Given text
■ ■ ■ ■ ■ ■ ■

Environmental and economic justice, health and human prosperity – what values could be more fundamental to a self-empowered queer community? These are, in fact, the values to which Baker’s flag refers: red stands for life, orange for healing, yellow for sunlight, green for nature, blue for serenity and purple for spirit. The original flag included two additional colours, pink for sex and violet for art, the most self-affirming tools of queer subversion. They were allegedly dropped due to production costs, but disappeared when the flag achieved widespread adoption; I can’t help but wonder if our most radical values were gentrified from our own vocabulary.

Star-spangled rainbow flag. Photograph: Wikimedia Commons

Cozying up to corporations has obvious benefits: today’s Pride celebrations are awash with giveaways, cheaply manufactured freebies and flashy displays. I saw children in the streets of Greenwich Village waving Pride flags emblazoned with Deutsche Bank’s logo, and crowds queuing for complimentary tubes of rainbow Colgate toothpaste. The effect of all this corporate propaganda is not to correct economic abuses and affirm basic respect for human rights, but to turn LGBT people into walking billboards for brands that are structurally racist, sexist and homophobic. It has made us unwitting accomplices to our own continued marginalisation. We paint ourselves with pride while permitting a public shame.

■ ■ ■ ■ ■ ■ ■

Entries provided

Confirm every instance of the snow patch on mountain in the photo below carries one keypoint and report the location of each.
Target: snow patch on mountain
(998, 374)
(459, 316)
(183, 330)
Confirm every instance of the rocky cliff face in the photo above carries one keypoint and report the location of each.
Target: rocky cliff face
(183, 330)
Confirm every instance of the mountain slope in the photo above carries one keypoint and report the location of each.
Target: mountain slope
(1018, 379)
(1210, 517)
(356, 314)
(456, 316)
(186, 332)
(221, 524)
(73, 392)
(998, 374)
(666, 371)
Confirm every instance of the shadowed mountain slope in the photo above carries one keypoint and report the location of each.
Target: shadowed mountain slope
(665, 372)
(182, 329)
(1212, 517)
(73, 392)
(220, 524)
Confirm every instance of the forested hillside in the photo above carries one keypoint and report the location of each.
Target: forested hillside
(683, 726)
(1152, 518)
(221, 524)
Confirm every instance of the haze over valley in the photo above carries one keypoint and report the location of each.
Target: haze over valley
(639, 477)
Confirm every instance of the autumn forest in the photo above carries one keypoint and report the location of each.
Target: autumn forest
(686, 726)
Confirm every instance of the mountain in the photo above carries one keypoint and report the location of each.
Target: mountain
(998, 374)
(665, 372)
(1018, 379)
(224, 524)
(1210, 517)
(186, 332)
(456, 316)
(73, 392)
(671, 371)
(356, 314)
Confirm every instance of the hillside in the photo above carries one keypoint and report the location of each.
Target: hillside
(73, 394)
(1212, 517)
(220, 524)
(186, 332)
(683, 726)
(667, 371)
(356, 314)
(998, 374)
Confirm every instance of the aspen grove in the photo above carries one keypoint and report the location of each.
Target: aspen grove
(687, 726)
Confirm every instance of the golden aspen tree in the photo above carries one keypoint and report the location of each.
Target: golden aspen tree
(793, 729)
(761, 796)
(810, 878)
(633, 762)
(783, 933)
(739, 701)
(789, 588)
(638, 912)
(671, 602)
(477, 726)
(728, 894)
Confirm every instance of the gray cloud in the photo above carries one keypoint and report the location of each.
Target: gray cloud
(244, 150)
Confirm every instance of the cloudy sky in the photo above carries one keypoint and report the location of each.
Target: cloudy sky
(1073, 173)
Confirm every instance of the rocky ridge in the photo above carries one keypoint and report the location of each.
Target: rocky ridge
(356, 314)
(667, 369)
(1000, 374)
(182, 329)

■ ■ ■ ■ ■ ■ ■

Task description
Resume the essay on the rainbow flag and corporate sponsorship of Pride, continuing on from its final sentence.

Exercise result
I’m over the rainbow, that corporate logo – the symbol we sold for a dime.

On 14 June, Flag Day, the City of Philadelphia unveiled its own newly designed Pride flag, with two additional stripes of black and brown, to acknowledge the contributions – and ongoing marginalisation – of queer people of colour. As news of the flag spread over the internet, rancorous debate ensued, between one camp that deemed it an unnecessary change of a supposedly sacred, universal symbol, and another eager to redress the persistence of white supremacy in the LGBT community. Critics of the flag who claimed it had failed its universal credo were right: it can no longer justly represent queer people of colour anymore than Wells Fargo can. But critics of those critics also had a point: amending the flag is a faulty fix, like taking an aspirin to cure appendicitis.

From feudal coats-of-arms to our modern-day standards, flags have always been symbols of domination; their form was developed in wartime, and later colonised both earthly and lunar soil. Even when banners were stitched and hoisted by revolutionary factions, progressive organisations or other radical groups, they maintained a social separatism that fueled our worst clannish impulses. Human beings learned to be proud for belonging to clubs that did not permit certain others to join them.

For many around the world, the US flag represents the ideals of democracy and freedom of expression; but for many others, it represents military aggression and economic imperialism. The latter group are why I never pin it to my lapel or wear it on a t-shirt, even though I recognise its multivalence. The problem would not be solved by amending its design, but rather by limiting its chauvinistic display. Germans learned this lesson after the Second World War, and it’s rare to see the Bundesflagge in public, outside of national football matches.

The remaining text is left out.